*Provided data*
*-*-*
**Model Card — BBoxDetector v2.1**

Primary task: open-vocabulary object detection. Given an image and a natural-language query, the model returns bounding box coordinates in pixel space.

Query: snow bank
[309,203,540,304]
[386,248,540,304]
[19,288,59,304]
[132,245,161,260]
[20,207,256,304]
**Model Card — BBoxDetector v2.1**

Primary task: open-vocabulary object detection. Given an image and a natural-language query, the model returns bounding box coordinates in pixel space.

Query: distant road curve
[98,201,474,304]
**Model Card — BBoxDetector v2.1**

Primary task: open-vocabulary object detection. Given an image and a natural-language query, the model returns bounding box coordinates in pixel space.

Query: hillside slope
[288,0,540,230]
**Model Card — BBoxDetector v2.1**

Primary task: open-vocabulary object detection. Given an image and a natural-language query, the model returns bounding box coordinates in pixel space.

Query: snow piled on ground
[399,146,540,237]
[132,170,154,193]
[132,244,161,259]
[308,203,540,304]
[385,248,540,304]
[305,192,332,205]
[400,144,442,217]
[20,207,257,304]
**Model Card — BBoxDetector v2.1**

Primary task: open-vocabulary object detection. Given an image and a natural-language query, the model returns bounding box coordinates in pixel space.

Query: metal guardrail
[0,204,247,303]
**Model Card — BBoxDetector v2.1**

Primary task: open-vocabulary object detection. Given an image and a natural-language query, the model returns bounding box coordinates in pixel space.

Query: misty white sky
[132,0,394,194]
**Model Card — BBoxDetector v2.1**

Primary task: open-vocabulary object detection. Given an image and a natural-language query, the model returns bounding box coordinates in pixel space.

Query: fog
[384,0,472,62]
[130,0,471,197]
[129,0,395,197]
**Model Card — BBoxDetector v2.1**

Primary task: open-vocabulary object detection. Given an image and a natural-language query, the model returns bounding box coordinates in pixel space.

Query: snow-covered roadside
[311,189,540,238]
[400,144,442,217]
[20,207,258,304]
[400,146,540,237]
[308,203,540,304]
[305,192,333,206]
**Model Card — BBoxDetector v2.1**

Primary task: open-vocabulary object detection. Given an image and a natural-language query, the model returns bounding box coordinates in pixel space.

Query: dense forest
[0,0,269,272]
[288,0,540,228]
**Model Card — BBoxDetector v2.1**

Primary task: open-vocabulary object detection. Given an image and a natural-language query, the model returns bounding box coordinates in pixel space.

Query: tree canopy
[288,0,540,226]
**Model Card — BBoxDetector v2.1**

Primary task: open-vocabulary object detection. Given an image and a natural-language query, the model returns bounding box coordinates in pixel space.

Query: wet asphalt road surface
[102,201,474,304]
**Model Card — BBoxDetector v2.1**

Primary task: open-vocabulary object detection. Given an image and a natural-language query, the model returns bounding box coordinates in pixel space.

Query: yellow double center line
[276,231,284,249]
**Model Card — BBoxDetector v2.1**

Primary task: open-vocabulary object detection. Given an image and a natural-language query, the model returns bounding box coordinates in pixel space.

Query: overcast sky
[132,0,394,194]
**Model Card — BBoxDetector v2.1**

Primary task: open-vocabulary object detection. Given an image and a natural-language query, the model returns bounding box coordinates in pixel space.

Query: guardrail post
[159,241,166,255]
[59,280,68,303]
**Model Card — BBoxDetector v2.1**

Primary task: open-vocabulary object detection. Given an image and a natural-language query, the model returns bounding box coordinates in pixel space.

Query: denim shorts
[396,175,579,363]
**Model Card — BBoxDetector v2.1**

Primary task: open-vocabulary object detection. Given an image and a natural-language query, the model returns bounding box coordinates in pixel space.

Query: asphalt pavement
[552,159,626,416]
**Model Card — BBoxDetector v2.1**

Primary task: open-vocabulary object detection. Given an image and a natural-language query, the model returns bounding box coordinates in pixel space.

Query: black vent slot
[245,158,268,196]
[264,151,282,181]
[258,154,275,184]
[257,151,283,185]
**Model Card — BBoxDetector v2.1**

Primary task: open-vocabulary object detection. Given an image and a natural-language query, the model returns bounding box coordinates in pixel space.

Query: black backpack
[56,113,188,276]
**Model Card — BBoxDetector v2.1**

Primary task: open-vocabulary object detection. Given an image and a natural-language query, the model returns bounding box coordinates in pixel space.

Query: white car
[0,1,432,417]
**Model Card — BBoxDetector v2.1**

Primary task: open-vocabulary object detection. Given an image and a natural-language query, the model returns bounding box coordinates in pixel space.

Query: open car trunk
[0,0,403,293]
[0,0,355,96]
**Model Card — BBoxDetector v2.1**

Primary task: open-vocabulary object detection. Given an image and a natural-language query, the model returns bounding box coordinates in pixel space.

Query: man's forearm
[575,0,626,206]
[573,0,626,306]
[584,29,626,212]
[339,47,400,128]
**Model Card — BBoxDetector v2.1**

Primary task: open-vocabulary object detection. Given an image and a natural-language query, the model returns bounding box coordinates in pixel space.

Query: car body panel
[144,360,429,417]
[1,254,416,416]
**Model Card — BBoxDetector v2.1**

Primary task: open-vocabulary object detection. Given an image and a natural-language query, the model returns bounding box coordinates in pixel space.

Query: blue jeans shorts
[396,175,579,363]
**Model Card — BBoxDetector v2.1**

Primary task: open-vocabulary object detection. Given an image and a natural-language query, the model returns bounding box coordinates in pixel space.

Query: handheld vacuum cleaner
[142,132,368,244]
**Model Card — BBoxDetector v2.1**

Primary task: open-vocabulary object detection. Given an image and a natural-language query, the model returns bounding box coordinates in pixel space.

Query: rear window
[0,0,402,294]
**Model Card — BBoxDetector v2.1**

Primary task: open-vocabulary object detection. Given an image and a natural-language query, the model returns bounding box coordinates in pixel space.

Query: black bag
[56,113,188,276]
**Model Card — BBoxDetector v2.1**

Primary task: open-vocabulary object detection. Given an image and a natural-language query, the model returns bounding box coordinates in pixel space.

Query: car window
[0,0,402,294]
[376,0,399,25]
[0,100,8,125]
*-*-*
*Task brief*
Write the records again exactly as they stand.

*Answer box*
**Model Card — BBoxDetector v2.1**

Primary task: open-vocabulary object detection. Given an image and a natural-language query, the model returns bounding box coordinates in pixel space.

Query: snow bank
[309,203,540,304]
[386,248,540,304]
[19,288,59,304]
[132,245,161,260]
[20,207,256,304]
**Model Card — BBoxDetector v2.1**

Primary task: open-vocabulary object detection. Given an image and a natural-language query, the model returns bounding box coordinates in pixel space.

Query: distant road curve
[98,201,474,304]
**Model Card — BBoxDetector v2.1**

Primary task: open-vocabulary object detection. Given an image and a natural-language query, the model returns bounding box coordinates in pixel space.

Query: hillside slope
[288,0,540,230]
**Model Card — BBoxDetector v2.1**

Primary task: open-vocabulary object detection. Given an image and a natural-language query, the model returns bounding box coordinates in pixel space.

Query: snow piled on ground
[399,146,540,237]
[132,170,154,193]
[132,244,161,259]
[308,203,540,304]
[385,248,540,304]
[305,192,332,205]
[400,144,442,217]
[20,207,257,304]
**Model Card — BBoxDetector v2.1**

Primary task: open-vocabulary object detection. Given an image and a natural-language query, the model returns bounding box coordinates in pixel space.

Query: metal guardrail
[0,204,247,303]
**Model Card — BBoxDetector v2.1**

Primary task: open-vocabulary object detection. Given an image and a natural-language query, the model returns bounding box coordinates in pixel space.

Query: misty white sky
[132,0,394,194]
**Model Card — BBoxDetector v2.1**

Primary task: open-vocabulary object detection. Given an image and a natural-language query, the model returns bounding box coordinates in pixel space.

Query: fog
[384,0,472,62]
[130,0,471,197]
[129,0,395,197]
**Model Card — BBoxDetector v2.1**

Primary task: open-vocabulary object detection. Given an image and a natural-language query, the model returns bounding box coordinates in pixel space.

Query: snow-covered roadside
[311,189,540,238]
[400,144,442,217]
[20,207,258,304]
[400,146,540,237]
[308,203,540,304]
[305,192,333,206]
**Model Card — BBoxDetector v2.1**

Primary task: open-vocabulary object detection. Given an image and a natural-language query, the model returns bounding box coordinates in pixel space.

Query: dense forest
[0,0,269,272]
[288,0,540,228]
**Model Card — BBoxDetector v2.1**

Primary task: open-vocabulary object detection. Given an image and a natural-language query, the model returns bounding box coordinates in pixel space.

Query: tree canopy
[288,0,540,226]
**Model Card — BBoxDetector v2.1**

Primary task: open-vocabulary object detection. Given an image and a natural-language query, the model returns bounding box coordinates in pixel space.

Query: wet asphalt road surface
[102,201,474,304]
**Model Card — BBoxDetector v2.1**

Primary task: open-vocabulary object detection. Given an image and a natural-language query, the model returns bounding box coordinates in pixel space.

Query: yellow double center line
[276,231,284,249]
**Model Card — BBoxDetector v2.1**

Primary task: open-vocabulary object detection. Given an image and a natural-language query, the model returns bounding box coordinates in pixel space.

Query: overcast sky
[132,0,394,194]
**Model Card — BBoxDetector v2.1**

Primary task: open-vocabulary object detection. Given an image and a natural-language query, the model returns bounding box coordinates in pixel space.

Query: guardrail post
[159,241,166,255]
[59,280,68,303]
**Model Card — BBoxDetector v2.1**

Primary task: open-vocabulary object detection. Given an image and a natural-language query, the model returns bounding box coordinates in pixel space.

Query: denim shorts
[396,175,579,363]
**Model Card — BBoxDetector v2.1**

Primary task: open-vocabulary object detection. Given an image and a natural-language query, the model returns bounding box coordinates in pixel space.

Query: asphalt pavement
[552,159,626,416]
**Model Card — BBoxDetector v2.1**

Primary task: open-vocabulary object detection. Given an image and a natural-language query, the model returns bounding box coordinates in pixel space.

Query: black vent slot
[245,158,268,196]
[264,151,282,181]
[258,154,275,184]
[257,151,283,185]
**Model Card — BBoxDetector v2.1**

Primary task: open-vocabulary object detection. Given an image and a natural-language query, the model returns bounding box coordinates in pixel space.

Query: black backpack
[56,113,188,276]
**Model Card — BBoxDetector v2.1**

Primary task: open-vocabulary object detection. Given an image and a natural-language query, the model returns bounding box coordinates in pixel space.

Query: white car
[0,1,432,417]
**Model Card — BBoxDetector v2.1**

Primary task: open-vocabulary object detection. Given an image and a natural-language query, the model returns bounding box coordinates in pixel space.

Query: open car trunk
[0,0,403,293]
[0,0,355,96]
**Model Card — BBoxDetector v2.1**

Primary task: open-vocabulary object detection. Given an image and a natural-language query, the model returns bounding box coordinates in pixel space.

Query: man's forearm
[575,0,626,206]
[573,0,626,306]
[584,29,626,212]
[339,47,400,128]
**Model Card — BBoxDetector v2.1**

Primary task: open-vocabulary object detection. Given an image and a natural-language query, the model returns bounding box coordinates in pixel space.

Query: car body panel
[144,360,429,417]
[1,254,416,416]
**Model Card — BBoxDetector v2.1**

Primary task: open-vocabulary object detection. Given an image and a natural-language query, the model returns bounding box coordinates in pixel space.

Query: blue jeans shorts
[396,175,579,363]
**Model Card — BBoxDetector v2.1**

Primary task: open-vocabulary object detection. Given an image and a natural-language query, the model returns bounding box coordinates in pixel space.

Query: handheld vacuum cleaner
[142,132,368,244]
**Model Card — BBoxDetector v2.1**

Primary task: open-vocabulary object detection. Given an image and a natural-language query, the model returns bounding box coordinates in pixel space.

Query: rear window
[0,0,402,294]
**Model Card — BBoxDetector v2.1**

Primary task: open-vocabulary object detection. Given an image and a natural-language query, the model returns bounding box coordinates in pixel space.

Query: black bag
[56,113,188,276]
**Model Card — BBoxDetector v2.1**

Primary task: open-vocabulary object detection. Given an image and a natural-language query, the model returns bounding box coordinates in pixel space.

Query: car window
[0,0,402,294]
[376,0,399,25]
[0,100,8,125]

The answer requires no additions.